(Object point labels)
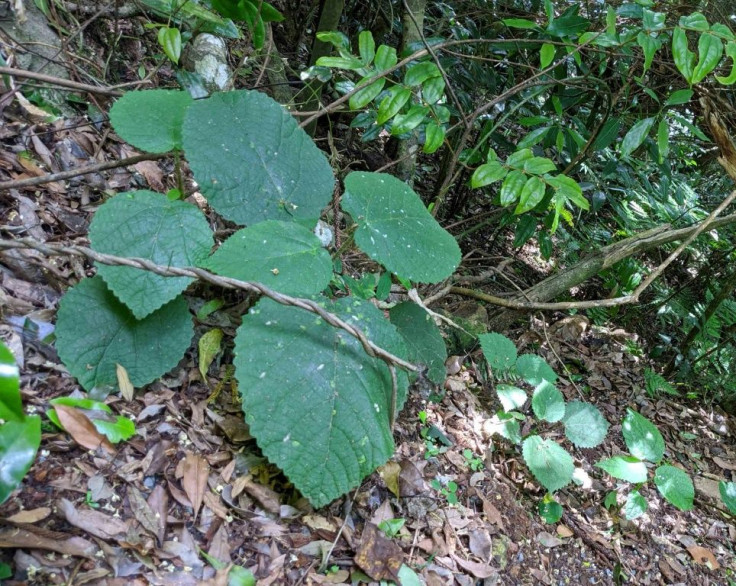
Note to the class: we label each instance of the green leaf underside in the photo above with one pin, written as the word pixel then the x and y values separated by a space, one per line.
pixel 263 167
pixel 324 419
pixel 534 369
pixel 148 225
pixel 499 351
pixel 395 229
pixel 423 339
pixel 551 465
pixel 95 331
pixel 675 486
pixel 151 120
pixel 548 402
pixel 642 437
pixel 625 468
pixel 585 427
pixel 282 255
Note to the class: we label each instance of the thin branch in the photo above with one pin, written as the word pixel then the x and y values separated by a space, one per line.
pixel 19 183
pixel 226 282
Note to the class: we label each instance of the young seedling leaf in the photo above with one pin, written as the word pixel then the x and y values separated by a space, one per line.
pixel 642 437
pixel 395 229
pixel 675 486
pixel 148 225
pixel 585 427
pixel 95 331
pixel 282 255
pixel 151 120
pixel 253 162
pixel 324 419
pixel 551 465
pixel 423 339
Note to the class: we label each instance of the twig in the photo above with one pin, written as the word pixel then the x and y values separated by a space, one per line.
pixel 226 282
pixel 18 183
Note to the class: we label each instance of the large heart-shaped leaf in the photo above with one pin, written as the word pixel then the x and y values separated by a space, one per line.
pixel 316 403
pixel 253 162
pixel 395 229
pixel 95 332
pixel 148 225
pixel 151 120
pixel 282 255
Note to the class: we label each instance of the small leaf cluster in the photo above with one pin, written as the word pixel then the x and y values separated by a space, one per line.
pixel 413 104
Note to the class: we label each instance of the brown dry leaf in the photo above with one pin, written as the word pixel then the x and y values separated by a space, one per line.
pixel 703 556
pixel 389 473
pixel 30 516
pixel 93 522
pixel 195 471
pixel 126 387
pixel 82 429
pixel 378 556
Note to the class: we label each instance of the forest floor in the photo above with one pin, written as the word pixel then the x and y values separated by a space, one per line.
pixel 190 494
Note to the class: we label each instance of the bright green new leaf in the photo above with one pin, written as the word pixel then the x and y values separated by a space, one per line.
pixel 675 486
pixel 548 403
pixel 395 229
pixel 435 136
pixel 531 195
pixel 151 120
pixel 209 347
pixel 710 49
pixel 317 404
pixel 585 427
pixel 392 103
pixel 498 350
pixel 170 40
pixel 422 337
pixel 407 122
pixel 253 162
pixel 625 468
pixel 546 54
pixel 635 505
pixel 551 465
pixel 417 74
pixel 95 331
pixel 635 136
pixel 728 494
pixel 684 57
pixel 366 47
pixel 11 408
pixel 148 225
pixel 366 95
pixel 642 437
pixel 19 441
pixel 488 173
pixel 284 256
pixel 534 369
pixel 511 187
pixel 511 397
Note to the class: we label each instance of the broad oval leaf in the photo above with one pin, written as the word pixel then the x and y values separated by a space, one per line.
pixel 395 229
pixel 253 162
pixel 642 437
pixel 324 420
pixel 284 256
pixel 151 120
pixel 675 486
pixel 499 351
pixel 95 331
pixel 585 427
pixel 635 136
pixel 422 337
pixel 148 225
pixel 548 402
pixel 551 465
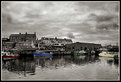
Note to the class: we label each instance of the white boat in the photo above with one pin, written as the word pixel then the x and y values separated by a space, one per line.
pixel 107 54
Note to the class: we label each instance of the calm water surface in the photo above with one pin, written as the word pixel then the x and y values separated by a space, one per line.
pixel 61 68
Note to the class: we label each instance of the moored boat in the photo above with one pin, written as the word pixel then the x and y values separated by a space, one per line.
pixel 43 53
pixel 8 56
pixel 79 52
pixel 106 54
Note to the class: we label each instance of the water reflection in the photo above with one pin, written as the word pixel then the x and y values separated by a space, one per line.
pixel 23 66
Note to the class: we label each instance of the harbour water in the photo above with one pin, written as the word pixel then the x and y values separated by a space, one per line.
pixel 61 68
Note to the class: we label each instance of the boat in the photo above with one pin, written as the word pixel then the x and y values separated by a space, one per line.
pixel 8 55
pixel 43 53
pixel 107 54
pixel 82 52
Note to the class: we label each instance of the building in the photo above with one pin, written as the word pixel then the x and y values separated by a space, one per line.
pixel 22 37
pixel 53 43
pixel 8 45
pixel 82 46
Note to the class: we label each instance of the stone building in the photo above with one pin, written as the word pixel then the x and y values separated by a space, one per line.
pixel 22 37
pixel 82 46
pixel 53 43
pixel 7 45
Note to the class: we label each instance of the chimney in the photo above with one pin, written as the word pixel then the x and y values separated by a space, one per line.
pixel 35 33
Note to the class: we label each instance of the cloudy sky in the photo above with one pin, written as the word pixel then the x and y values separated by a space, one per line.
pixel 95 22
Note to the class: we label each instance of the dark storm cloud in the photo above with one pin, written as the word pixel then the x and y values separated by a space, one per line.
pixel 70 35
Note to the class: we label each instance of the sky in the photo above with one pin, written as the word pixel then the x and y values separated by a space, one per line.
pixel 81 21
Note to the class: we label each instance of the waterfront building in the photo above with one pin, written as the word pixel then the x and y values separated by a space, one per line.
pixel 56 41
pixel 7 45
pixel 22 37
pixel 53 43
pixel 82 46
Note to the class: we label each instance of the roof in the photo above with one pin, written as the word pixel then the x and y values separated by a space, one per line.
pixel 46 38
pixel 12 35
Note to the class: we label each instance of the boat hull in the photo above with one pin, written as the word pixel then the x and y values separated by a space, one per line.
pixel 9 57
pixel 38 54
pixel 79 53
pixel 101 55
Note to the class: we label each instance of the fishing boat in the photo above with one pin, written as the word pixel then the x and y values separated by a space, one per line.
pixel 107 54
pixel 8 55
pixel 43 53
pixel 82 52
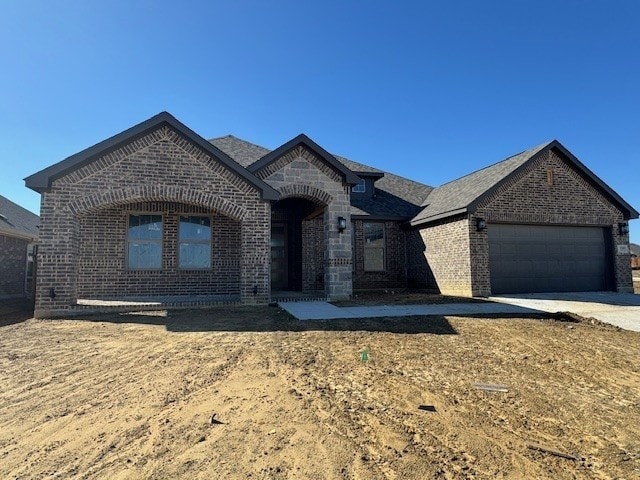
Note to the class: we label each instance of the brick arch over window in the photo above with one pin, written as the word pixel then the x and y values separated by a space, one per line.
pixel 305 191
pixel 156 193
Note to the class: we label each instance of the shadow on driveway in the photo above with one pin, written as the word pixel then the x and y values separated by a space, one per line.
pixel 15 311
pixel 605 298
pixel 271 319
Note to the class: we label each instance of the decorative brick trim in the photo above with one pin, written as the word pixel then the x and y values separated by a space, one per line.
pixel 308 192
pixel 156 193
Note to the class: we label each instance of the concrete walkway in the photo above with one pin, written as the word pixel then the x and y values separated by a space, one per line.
pixel 326 311
pixel 620 309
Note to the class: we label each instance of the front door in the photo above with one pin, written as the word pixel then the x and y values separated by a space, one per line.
pixel 279 260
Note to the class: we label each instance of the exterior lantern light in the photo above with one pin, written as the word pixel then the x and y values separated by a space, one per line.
pixel 623 228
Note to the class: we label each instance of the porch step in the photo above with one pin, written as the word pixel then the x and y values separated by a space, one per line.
pixel 283 297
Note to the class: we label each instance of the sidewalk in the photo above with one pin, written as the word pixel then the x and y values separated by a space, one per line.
pixel 326 311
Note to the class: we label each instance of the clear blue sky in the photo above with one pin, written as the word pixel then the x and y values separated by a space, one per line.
pixel 429 90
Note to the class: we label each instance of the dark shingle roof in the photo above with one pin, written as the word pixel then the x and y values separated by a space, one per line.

**Problem details:** Begin at the line that contains "Note to the class: we label each instance of the sidewalk" and continue through the end of the entries, giving these lines as a numbered list with blank lines omitted.

**Response for this exercise:**
1. Note to the class: we label each instance of the sidewalk in the photo above with one pin, written as the word pixel then the x and y values separated by a space, one per line.
2. pixel 326 311
3. Note to the class: we label each instance of the clear blue sky in the photo above with one pin, written as the word pixel then the x and y values separated by a space, one per line.
4. pixel 429 90
5. Note to the class: we label each instance of the dark shingle roof in the photo above with one pin, written as the word pixel then the x and y values separated by a space, one per line.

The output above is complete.